== Segment start ==
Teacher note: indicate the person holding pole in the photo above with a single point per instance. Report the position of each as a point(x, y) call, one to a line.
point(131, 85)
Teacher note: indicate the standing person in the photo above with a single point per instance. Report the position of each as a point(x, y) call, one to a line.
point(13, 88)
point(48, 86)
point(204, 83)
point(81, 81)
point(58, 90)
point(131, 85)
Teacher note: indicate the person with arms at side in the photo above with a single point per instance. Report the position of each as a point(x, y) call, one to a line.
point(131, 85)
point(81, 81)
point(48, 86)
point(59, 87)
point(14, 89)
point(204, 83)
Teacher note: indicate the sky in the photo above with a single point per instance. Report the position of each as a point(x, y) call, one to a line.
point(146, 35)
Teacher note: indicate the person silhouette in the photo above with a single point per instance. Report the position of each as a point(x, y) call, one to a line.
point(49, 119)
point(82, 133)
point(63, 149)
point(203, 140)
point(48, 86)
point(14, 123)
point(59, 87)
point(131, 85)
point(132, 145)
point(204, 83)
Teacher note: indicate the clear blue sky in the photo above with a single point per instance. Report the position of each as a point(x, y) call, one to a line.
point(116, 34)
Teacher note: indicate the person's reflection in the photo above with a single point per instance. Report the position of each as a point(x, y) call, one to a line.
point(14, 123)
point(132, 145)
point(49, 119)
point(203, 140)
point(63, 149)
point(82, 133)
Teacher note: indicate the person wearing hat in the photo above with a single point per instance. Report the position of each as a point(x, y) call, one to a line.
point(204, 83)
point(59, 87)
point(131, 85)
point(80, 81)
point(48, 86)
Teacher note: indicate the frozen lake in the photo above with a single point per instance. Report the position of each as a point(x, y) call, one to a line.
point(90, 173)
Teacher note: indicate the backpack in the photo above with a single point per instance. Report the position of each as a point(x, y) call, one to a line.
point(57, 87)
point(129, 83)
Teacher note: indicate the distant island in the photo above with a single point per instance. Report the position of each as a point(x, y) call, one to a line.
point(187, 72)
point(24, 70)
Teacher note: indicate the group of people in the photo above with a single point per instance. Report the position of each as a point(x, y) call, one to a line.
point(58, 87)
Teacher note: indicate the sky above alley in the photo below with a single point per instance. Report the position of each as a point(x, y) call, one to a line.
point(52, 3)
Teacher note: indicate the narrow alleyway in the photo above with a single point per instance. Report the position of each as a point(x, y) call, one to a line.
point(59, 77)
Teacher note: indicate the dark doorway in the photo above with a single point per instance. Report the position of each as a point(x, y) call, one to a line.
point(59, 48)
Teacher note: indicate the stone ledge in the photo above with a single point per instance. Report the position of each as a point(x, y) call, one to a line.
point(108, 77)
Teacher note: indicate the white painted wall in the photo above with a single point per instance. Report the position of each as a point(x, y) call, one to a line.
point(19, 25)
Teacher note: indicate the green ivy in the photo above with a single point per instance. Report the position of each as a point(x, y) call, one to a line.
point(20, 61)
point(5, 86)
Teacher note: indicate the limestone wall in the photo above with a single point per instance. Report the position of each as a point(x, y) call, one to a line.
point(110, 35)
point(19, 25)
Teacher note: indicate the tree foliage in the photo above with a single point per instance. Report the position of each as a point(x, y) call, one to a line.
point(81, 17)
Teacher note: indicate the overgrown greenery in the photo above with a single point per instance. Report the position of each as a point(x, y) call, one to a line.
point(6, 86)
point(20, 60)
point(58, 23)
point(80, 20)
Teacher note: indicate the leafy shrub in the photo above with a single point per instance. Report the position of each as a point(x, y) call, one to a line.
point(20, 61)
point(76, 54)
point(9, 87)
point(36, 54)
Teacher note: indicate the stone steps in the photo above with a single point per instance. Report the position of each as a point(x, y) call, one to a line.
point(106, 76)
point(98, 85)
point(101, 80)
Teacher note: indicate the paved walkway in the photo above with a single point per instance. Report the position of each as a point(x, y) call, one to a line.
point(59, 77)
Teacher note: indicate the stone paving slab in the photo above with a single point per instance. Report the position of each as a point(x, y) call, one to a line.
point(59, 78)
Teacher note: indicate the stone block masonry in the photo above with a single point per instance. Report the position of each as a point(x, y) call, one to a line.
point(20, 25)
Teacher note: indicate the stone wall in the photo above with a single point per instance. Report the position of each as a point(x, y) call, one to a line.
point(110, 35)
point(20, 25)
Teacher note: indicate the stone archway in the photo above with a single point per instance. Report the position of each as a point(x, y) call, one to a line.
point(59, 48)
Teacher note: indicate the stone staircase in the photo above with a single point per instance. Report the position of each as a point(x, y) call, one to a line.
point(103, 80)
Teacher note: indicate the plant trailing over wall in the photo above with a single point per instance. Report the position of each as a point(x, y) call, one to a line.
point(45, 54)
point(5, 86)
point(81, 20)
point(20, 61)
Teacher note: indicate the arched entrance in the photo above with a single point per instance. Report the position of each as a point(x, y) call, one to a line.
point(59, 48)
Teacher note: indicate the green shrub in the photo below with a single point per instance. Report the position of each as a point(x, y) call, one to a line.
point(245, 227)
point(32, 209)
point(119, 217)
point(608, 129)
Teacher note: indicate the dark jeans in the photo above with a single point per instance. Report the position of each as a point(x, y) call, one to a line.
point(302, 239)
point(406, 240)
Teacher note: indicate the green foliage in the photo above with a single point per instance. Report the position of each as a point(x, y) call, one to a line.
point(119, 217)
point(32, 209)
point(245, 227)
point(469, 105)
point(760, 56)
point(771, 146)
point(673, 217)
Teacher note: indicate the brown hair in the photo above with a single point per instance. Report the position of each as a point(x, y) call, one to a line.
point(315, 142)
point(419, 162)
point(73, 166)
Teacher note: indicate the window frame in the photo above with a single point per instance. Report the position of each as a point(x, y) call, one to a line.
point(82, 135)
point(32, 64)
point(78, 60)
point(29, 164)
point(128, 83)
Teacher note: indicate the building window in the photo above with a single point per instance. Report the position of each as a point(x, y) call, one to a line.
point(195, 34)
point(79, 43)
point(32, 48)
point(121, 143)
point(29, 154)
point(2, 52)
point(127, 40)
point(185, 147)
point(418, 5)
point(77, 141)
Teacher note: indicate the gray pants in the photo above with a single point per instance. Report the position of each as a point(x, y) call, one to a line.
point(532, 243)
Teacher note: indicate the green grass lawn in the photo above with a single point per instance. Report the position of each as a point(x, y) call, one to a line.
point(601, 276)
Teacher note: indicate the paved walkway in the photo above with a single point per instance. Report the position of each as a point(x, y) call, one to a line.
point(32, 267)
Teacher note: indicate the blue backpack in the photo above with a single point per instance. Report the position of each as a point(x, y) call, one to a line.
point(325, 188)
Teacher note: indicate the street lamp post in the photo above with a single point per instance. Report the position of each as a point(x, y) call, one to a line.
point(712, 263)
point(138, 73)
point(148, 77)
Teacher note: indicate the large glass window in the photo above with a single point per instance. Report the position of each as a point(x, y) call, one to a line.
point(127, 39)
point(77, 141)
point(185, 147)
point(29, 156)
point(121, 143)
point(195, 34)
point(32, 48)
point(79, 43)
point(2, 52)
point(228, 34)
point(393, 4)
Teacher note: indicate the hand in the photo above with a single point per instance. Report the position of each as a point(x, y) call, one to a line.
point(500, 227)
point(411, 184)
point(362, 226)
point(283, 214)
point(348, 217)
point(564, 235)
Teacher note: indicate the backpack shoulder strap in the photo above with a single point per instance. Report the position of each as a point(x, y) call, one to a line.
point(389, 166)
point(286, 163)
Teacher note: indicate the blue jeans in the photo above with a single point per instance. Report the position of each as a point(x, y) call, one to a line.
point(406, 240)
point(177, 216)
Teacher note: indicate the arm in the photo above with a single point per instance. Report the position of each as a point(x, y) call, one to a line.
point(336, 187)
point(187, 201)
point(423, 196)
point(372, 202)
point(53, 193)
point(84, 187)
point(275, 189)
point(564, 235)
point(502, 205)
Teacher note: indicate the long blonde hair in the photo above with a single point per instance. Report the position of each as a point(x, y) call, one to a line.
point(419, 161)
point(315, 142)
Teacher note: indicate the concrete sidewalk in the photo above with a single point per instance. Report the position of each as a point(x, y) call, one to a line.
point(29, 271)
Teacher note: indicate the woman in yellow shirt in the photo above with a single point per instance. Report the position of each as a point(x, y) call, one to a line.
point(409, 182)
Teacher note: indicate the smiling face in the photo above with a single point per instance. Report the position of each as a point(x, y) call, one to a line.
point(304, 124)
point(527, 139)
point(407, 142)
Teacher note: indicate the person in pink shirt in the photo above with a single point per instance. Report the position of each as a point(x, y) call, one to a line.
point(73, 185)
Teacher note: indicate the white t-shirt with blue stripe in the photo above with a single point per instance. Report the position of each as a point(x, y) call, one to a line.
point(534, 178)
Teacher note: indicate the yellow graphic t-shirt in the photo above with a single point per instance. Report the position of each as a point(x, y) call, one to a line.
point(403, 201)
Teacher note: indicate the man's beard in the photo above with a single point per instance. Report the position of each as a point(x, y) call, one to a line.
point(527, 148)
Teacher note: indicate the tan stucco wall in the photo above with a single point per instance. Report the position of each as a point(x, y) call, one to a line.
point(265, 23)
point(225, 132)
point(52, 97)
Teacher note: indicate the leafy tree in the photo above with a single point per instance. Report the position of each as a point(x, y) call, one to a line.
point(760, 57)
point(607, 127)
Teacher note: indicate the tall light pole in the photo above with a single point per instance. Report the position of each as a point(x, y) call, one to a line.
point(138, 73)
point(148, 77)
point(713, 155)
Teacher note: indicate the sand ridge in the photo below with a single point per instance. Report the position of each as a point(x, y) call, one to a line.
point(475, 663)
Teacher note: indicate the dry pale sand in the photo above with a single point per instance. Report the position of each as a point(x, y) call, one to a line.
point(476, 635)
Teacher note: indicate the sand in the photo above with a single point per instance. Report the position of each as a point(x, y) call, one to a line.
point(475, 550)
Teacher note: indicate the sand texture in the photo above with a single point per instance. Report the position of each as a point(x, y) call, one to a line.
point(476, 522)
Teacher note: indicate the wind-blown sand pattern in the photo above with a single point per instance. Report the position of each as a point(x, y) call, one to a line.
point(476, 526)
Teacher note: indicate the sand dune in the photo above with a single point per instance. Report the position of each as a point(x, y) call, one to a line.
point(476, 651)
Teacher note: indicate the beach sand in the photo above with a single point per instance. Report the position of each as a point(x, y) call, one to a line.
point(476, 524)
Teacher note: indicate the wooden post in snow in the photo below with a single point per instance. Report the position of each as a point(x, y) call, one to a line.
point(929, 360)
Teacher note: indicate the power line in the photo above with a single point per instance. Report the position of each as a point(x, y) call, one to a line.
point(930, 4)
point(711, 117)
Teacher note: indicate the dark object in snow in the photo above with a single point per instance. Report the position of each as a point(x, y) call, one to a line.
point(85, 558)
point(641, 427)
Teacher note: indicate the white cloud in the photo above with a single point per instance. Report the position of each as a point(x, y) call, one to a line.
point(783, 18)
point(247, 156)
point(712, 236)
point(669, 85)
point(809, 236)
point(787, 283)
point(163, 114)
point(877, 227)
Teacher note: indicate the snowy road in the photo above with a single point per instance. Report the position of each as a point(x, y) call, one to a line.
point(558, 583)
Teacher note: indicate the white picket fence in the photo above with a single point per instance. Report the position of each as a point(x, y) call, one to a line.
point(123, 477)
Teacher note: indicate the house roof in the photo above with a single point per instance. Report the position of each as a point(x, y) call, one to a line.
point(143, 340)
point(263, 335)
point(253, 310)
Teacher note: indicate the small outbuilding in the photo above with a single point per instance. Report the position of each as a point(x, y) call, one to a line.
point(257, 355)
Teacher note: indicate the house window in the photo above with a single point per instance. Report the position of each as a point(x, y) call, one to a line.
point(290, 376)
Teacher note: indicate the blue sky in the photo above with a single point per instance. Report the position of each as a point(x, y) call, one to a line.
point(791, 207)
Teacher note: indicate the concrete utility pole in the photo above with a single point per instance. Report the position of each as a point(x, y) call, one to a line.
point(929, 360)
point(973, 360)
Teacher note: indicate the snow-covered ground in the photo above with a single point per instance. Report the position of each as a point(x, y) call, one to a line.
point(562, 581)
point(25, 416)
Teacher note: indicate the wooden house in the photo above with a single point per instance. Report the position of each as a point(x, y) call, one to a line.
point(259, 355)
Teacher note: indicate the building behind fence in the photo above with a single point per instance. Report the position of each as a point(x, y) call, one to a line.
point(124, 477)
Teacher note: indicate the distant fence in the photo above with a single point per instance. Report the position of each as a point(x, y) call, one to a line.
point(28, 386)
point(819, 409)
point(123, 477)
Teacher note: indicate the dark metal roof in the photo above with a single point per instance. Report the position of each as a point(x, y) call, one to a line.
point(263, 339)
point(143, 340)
== Segment end ==
▸ **WORK REQUIRED**
From the line with "Teacher note: indicate the snow-covered" to the final line of the data above, please reproduce every line exactly and add nothing.

▸ **FINAL ANSWER**
Teacher note: indicate the snow-covered ground in the photo above with a single point per instance. Report the position of each as a point(x, y) call, one to a line.
point(562, 581)
point(25, 416)
Teacher note: indicate the wooden house in the photo above with a single point per instance. Report the position of each as a point(x, y) call, one to a line.
point(259, 355)
Teacher note: indicate the building behind fence in the photo above with a single point per instance. Report the position of each as a point(x, y) call, one to a line.
point(124, 477)
Teacher note: indicate the distant fence in the photo above with a single point per instance. Report the position of each as a point(x, y) call, one to a line.
point(28, 386)
point(819, 409)
point(123, 477)
Teacher note: indicate the dark metal roof in the photo above with a single point per instance. Report the position of each as a point(x, y) call, one to a line.
point(263, 339)
point(143, 340)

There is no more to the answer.